● **SUPPLIED TEXT**
***

The population of students who would be enrolled in the Wilson Reading System requires an intensive program to support their mastery of standards found in earlier grades in order for them to access and ultimately achieve success with their own grade-level standards. The WRS comprehensively addresses the Foundational Skills of Reading in the Common Core State Standards to support this need. To demonstrate the alignment between WRS and the Reading: Foundational Skills section of the Common Core State Standards, the correlation below has been prepared. The correlation below focuses on grades K-3.

Correlation to Lesson Plan Parts

In the correlational tables in this section, Column 2 (WRS Lesson Plan Part) identifies which Part(s) of the daily lesson plan the specific skill is addressed. Generally, each lesson a teacher prepares for a student contains 10 Parts. In the example of skill RF.K.1.a., "Follow words from left to right, top to bottom, and page by page" is addressed in two parts of the WRS lesson: Part 5 (Sentence Reading) and Part 9 (Controlled Text Passage Reading). Note that each of Part of the lesson plan does address multiple skills (e.g., Part 5 addresses not just skill RF.K.1.a, but also RF.K.2.c, RF.K.3.c, etc.). As described earlier, WRS is an integrated program, so multiple skills are addressed in each lesson as well as in each Part of a lesson.

For further information about the instruction provided within each Part of the lesson, please refer to the WRS 10-Part Lesson Plan Description section of this document.

Correlation to WRS Step

The third column of the table (WRS Step) identifies the Step in which the skill is taught. The Wilson Reading System is comprised of 12 Steps (similar to Units), and a student must achieve mastery of a Step before moving to the next one. Continuing to use Using RF.K.1.a as an example, one can see in the correlational table that the skill is taught in Step 1. RF.K.1.b. is also addressed in Step 1, but also in Steps 2-12 of the program, meaning that students will be learning and practicing this skill throughout the duration of the program.

Teacher Edition Evidence and Program Materials

Because the set of materials that supports WRS instruction is also integrated and used in multiple Parts of the program as well as across multiple Steps of the program, it would be repetitive to identify the specific correlation to each skill. Instead, specific information describing the materials used throughout a lesson is included in the WRS 10-Part Lesson Plan Description section of this document. It is important to note that the WRS materials are labelled with a number and color-coded to identify the Step in which it is used. For example, sound cards are used in Part 2 of the lesson, but there will be different sound cards that correspond to specific Steps of the program, and these would be clearly identified.

For materials and Teacher Edition citations, please refer to the WRS 10-Part Lesson Plan Description section of this document.

***

● **DATA SECTION**
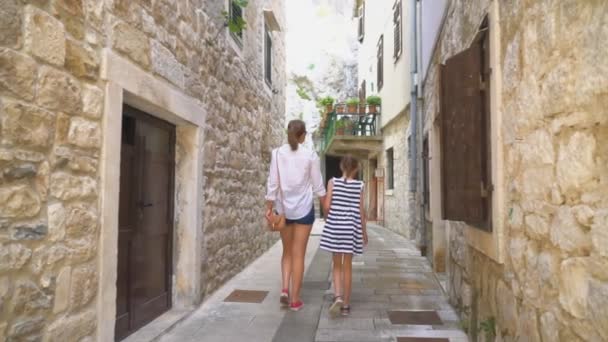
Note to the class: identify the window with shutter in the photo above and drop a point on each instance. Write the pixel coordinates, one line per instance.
(362, 22)
(397, 28)
(465, 143)
(380, 63)
(267, 56)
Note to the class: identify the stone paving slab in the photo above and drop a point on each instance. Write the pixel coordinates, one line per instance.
(391, 275)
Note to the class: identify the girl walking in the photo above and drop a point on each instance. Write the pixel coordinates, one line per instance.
(345, 231)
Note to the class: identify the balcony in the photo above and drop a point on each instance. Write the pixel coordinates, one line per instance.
(351, 131)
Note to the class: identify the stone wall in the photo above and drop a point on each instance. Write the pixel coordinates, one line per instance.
(51, 108)
(553, 284)
(396, 201)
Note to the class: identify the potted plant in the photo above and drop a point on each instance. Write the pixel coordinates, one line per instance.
(373, 102)
(340, 126)
(339, 108)
(352, 104)
(328, 103)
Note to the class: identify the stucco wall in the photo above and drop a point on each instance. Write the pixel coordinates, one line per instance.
(51, 104)
(552, 284)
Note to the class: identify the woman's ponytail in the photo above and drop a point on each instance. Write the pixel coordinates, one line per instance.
(295, 130)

***

● **SET OF TASKS**
a) From the Wilson Reading System passage, reproduce word for word the part that opens with the words containing "For further information" and closes with "of the program.".
b) According to the Wilson Reading System passage, how many Steps make up the program?

● **SOLUTION SET**
a)
For further information about the instruction provided within each Part of the lesson, please refer to the WRS 10-Part Lesson Plan Description section of this document.

Correlation to WRS Step

The third column of the table (WRS Step) identifies the Step in which the skill is taught. The Wilson Reading System is comprised of 12 Steps (similar to Units), and a student must achieve mastery of a Step before moving to the next one. Continuing to use Using RF.K.1.a as an example, one can see in the correlational table that the skill is taught in Step 1. RF.K.1.b. is also addressed in Step 1, but also in Steps 2-12 of the program, meaning that students will be learning and practicing this skill throughout the duration of the program.

b) 12 Steps.